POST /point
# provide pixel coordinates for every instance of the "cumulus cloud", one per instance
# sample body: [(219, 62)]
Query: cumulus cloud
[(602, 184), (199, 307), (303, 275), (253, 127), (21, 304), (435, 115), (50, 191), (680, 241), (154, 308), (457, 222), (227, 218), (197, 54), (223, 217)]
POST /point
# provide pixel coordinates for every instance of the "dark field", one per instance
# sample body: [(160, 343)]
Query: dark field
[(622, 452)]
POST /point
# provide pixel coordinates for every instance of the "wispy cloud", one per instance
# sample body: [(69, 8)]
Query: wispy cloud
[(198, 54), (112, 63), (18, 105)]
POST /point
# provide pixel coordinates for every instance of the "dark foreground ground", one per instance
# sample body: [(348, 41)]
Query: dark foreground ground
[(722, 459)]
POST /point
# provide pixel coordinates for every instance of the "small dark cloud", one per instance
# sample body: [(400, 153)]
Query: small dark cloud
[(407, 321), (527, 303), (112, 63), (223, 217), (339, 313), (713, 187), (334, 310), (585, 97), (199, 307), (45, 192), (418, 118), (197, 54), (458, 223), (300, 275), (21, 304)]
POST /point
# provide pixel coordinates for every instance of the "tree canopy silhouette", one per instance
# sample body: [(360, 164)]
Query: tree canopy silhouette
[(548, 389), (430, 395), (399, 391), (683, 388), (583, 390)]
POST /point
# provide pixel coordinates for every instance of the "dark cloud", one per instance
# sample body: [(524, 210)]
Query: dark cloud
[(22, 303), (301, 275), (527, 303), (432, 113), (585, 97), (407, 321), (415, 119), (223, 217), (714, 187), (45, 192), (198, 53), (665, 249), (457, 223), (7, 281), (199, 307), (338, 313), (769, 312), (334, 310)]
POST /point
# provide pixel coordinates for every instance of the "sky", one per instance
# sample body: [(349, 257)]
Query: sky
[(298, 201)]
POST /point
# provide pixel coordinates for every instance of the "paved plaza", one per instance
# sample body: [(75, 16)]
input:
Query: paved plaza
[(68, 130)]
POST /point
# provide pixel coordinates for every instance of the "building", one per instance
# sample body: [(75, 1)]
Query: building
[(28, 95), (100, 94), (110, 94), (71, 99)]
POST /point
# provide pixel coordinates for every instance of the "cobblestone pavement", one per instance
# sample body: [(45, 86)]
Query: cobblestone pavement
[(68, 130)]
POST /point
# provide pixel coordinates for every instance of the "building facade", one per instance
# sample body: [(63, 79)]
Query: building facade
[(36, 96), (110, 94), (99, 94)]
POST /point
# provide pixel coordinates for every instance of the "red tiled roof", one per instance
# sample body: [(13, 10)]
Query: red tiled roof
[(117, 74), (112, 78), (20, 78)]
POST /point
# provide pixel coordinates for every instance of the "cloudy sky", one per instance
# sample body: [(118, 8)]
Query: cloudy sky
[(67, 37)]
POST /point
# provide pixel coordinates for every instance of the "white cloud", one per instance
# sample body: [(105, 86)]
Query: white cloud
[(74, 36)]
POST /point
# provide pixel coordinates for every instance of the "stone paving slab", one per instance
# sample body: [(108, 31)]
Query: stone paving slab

- [Problem] Reproduce every one of the records above verbatim, keeping each line unchanged and in its original order.

- [Written answer]
POST /point
# provide pixel coordinates for every instance of the "cumulus cloud", one per instance
# sample body: [(219, 62)]
Query: cumulus cloud
[(602, 184), (199, 307), (303, 275), (253, 127), (21, 304), (435, 115), (50, 191), (680, 241), (154, 308), (457, 222), (227, 218), (197, 54), (223, 217)]
POST /point
# provide pixel coordinates for every instance of the "dark field", one per instance
# sample body: [(160, 343)]
Query: dark field
[(622, 452)]
POST /point
# provide pixel coordinates for every instance of the "wispy cloud", one per instance
# sample body: [(69, 8)]
Query: wispy cloud
[(198, 54), (112, 63), (18, 105)]
POST /point
# provide pixel coordinates for every instance of the "dark foreground ground", one per instance
# sample body: [(348, 41)]
Query: dark foreground ground
[(722, 459)]
POST /point
# provide pixel coordinates for every instance of the "small dark cloud", one per instance
# sample body: [(400, 153)]
Query: small dark cloud
[(407, 321), (527, 303), (112, 63), (223, 217), (339, 313), (713, 187), (334, 310), (585, 97), (199, 307), (45, 192), (418, 118), (197, 54), (458, 223), (300, 275), (21, 304)]
POST /point
# provide pixel coordinates for every instance of the "tree canopy silhouette", one per instance
# sample body: [(360, 164)]
Query: tree canopy silhouette
[(548, 389), (430, 395), (399, 391), (683, 388), (583, 390)]
POST /point
# provide pixel coordinates for every instance of the "dark cloud", one per instance
# sample body: [(524, 210)]
Query: dark cloud
[(22, 303), (301, 275), (527, 303), (432, 113), (585, 97), (407, 321), (415, 119), (223, 217), (714, 187), (45, 192), (198, 53), (665, 249), (457, 223), (7, 281), (199, 307), (338, 313), (769, 312), (334, 310)]
POST /point
# provide pixel coordinates for every instance of the "sky", one per instance
# sample body: [(349, 257)]
Query: sky
[(298, 201)]
POST /point
# provide pixel coordinates for every instance of the "paved plaza", one per instance
# sample body: [(75, 16)]
input:
Query: paved plaza
[(68, 130)]
POST /point
# provide pixel coordinates for every instance of the "building", one per instance
# sample body: [(75, 1)]
Query: building
[(28, 95), (100, 94), (110, 94), (71, 99)]
POST /point
# provide pixel coordinates for every instance of the "cobblestone pavement", one per instance
# sample body: [(45, 86)]
Query: cobblestone pavement
[(68, 130)]
POST /point
# provide pixel coordinates for every instance of the "building facade", one per instance
# sample body: [(63, 79)]
Query: building facade
[(36, 96), (110, 94), (99, 94)]
POST /point
# provide pixel coordinates for every instance of the "red tiled roof", one per instance
# sample body: [(13, 10)]
Query: red tiled roof
[(117, 74), (112, 78), (20, 78)]
POST /point
# provide pixel coordinates for every instance of the "cloudy sky", one per instance
# sample body: [(118, 8)]
Query: cloudy sky
[(67, 37)]
POST /point
# provide pixel coordinates for every instance of the "white cloud", one per instance
# sample body: [(105, 86)]
Query: white cloud
[(74, 36)]
POST /point
# provide pixel coordinates for every instance of the "stone paving slab", one per instance
# sample body: [(108, 31)]
Query: stone paving slab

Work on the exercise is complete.